[Labeled-object pointing lines]

>>

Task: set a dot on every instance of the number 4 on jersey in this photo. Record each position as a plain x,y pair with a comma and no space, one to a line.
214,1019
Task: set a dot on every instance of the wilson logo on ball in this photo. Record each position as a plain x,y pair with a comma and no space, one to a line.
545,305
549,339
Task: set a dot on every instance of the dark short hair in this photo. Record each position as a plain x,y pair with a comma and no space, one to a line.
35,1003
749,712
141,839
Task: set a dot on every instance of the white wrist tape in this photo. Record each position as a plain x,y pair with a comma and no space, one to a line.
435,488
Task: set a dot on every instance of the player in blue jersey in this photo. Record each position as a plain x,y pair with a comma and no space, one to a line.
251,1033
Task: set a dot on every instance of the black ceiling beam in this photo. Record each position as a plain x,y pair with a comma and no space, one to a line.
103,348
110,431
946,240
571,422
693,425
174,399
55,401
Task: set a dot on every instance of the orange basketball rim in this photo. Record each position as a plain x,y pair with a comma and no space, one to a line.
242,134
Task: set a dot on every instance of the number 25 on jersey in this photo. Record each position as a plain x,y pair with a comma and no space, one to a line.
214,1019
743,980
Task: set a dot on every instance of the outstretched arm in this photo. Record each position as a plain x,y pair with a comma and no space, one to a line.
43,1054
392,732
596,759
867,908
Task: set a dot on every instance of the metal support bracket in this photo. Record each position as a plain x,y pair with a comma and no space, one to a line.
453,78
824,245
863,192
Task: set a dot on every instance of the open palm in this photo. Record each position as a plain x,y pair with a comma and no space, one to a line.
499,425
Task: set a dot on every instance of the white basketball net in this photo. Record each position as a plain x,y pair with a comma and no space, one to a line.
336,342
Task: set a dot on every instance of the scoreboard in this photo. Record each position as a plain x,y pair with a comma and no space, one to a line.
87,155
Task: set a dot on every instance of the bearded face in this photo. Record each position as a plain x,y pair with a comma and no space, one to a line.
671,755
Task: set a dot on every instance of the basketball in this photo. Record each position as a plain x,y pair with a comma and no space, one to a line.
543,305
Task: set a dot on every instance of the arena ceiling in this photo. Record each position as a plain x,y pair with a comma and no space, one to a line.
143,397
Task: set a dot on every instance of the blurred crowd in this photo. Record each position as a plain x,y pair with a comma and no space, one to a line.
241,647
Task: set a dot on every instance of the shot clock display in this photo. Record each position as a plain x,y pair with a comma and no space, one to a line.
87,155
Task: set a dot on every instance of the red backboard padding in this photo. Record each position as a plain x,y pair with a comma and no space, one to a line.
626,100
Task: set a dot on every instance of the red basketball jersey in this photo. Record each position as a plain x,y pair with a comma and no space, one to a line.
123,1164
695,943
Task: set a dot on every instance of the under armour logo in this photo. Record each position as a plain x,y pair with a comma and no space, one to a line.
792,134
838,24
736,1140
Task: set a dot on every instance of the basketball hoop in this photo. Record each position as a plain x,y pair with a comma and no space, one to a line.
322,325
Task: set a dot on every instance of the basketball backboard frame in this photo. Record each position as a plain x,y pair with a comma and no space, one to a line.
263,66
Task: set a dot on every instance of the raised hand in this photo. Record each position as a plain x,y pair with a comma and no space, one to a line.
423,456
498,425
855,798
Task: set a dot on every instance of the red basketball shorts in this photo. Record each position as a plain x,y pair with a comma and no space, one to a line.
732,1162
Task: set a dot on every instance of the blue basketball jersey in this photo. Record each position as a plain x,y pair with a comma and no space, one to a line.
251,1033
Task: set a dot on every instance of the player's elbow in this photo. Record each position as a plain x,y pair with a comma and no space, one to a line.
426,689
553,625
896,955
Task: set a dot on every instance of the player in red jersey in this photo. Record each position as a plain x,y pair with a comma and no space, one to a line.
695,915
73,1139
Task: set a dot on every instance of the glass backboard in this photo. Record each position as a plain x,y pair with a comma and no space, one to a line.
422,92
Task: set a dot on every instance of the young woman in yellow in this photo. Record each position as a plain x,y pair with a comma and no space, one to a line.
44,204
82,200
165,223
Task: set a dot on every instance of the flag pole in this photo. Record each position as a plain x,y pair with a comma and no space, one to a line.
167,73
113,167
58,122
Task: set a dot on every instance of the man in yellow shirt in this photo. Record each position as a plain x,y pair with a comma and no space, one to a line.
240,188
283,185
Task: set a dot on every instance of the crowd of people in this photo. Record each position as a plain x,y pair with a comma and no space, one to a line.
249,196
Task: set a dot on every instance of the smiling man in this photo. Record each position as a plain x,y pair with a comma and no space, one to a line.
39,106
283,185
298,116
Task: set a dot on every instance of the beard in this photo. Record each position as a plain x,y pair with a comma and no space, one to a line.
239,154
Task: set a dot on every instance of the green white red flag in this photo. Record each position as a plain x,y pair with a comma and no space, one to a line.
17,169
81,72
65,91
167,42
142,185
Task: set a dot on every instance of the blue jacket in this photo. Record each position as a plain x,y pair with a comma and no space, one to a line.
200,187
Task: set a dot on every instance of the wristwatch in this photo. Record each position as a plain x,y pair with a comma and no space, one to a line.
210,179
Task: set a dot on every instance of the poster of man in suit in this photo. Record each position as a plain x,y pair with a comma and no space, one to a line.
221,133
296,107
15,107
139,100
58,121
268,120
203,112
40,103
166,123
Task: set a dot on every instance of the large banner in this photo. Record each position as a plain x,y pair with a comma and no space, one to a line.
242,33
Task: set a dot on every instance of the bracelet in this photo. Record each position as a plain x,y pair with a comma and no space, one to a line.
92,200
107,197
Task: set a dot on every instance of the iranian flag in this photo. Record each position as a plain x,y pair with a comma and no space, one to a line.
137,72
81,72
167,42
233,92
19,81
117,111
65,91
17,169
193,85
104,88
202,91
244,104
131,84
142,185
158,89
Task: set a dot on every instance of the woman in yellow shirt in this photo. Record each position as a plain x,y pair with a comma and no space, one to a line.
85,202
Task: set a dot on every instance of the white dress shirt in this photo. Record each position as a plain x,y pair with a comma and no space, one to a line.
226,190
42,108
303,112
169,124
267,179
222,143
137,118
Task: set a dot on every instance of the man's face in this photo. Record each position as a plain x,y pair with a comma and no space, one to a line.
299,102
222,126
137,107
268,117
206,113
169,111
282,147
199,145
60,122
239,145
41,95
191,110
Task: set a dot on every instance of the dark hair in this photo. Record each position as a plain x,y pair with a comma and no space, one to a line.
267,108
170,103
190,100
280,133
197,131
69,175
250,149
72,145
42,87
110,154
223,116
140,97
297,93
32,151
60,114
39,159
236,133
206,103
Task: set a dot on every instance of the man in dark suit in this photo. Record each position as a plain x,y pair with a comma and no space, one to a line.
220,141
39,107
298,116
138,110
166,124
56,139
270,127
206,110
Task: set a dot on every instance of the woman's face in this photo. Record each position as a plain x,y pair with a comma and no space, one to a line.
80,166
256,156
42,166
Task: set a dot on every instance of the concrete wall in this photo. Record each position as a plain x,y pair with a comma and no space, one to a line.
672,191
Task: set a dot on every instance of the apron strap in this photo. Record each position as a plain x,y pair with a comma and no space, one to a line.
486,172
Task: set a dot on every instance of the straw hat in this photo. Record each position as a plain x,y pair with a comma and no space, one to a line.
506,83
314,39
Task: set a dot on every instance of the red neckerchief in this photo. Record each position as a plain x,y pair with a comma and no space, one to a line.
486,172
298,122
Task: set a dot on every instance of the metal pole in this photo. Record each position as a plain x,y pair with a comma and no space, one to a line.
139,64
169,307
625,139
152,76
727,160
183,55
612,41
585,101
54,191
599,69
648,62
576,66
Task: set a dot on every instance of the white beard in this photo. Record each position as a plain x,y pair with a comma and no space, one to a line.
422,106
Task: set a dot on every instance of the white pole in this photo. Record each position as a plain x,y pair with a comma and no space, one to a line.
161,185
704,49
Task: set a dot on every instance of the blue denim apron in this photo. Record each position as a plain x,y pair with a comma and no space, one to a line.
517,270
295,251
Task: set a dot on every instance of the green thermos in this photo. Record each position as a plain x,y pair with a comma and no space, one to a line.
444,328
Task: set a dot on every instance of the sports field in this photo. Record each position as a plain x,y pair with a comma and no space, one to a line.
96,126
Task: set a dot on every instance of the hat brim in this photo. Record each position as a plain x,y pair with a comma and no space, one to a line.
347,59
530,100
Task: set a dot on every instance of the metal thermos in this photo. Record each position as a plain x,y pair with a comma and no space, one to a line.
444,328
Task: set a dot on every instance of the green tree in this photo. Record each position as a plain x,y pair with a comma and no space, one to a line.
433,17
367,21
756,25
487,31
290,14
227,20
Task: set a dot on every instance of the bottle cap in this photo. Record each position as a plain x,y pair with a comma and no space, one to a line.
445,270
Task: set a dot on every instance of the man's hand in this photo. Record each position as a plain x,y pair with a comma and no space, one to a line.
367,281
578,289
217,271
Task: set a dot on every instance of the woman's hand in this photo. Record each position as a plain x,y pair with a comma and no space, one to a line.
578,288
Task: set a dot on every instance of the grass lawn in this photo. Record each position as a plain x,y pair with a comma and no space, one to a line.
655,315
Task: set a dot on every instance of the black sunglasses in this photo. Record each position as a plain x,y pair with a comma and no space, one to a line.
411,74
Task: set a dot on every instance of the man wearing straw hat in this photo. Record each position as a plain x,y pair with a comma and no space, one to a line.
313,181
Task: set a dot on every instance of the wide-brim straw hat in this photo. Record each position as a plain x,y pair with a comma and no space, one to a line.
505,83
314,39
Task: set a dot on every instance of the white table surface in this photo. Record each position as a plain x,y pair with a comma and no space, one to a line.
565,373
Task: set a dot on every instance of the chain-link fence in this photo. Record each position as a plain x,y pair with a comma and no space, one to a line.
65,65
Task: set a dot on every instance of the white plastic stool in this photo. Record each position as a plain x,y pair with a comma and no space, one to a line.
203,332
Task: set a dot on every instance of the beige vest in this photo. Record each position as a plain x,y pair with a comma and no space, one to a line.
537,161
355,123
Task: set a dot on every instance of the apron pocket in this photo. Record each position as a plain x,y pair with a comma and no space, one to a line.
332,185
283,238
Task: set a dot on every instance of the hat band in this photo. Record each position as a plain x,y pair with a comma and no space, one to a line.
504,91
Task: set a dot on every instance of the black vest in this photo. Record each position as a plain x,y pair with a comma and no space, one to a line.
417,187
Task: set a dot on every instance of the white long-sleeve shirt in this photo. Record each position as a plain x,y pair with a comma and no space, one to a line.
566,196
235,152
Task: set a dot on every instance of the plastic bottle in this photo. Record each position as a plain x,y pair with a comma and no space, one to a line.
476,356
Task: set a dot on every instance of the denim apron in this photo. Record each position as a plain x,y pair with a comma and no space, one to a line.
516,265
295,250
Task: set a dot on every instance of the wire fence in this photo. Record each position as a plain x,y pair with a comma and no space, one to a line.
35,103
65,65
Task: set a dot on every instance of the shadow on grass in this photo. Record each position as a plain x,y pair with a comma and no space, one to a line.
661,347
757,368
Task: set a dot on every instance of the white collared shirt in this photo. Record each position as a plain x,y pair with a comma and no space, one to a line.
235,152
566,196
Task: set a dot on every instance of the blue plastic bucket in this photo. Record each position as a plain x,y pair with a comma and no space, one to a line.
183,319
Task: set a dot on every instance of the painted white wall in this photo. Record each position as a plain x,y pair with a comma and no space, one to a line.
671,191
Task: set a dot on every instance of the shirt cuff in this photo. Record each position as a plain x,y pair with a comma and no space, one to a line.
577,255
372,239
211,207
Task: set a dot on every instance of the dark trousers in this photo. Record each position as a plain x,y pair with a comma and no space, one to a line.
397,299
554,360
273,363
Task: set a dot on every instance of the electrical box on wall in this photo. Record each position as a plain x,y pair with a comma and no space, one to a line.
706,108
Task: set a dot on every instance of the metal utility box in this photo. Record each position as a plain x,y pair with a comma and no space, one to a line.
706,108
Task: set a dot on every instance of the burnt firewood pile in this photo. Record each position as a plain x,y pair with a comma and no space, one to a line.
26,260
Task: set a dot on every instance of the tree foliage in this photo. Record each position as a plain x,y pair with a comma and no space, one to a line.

<<

→ **Work required**
Scale the part that opens with the line containing "Task: set a dot on every instance of the electrical" and closes with the last of the records, both ends included. Rewrite each of those lines in full, multiplying every x,y coordinate in the answers by 2.25 and rounding to whole numbers (halves up), and give no other lines.

→ **Answer to the task**
Task: set a dot on every instance of the electrical box on wall in this photo. Record each position as a plain x,y pair with a comma and no space, one to a line.
1589,243
Task: set a dot on every instance of the metal utility box in this photo. Record each position as a plain x,y pair with a comma and no space, one to a line.
1589,243
Task: set a dot on every instance of the burnt firewood pile in this photo. Record each position as a plain x,y pair with a comma and no space, one to a line.
59,585
Task: set a dot on every instance of the tree foliage in this photo. Record each position as a plain x,y pair with a comma and no space, one to a line.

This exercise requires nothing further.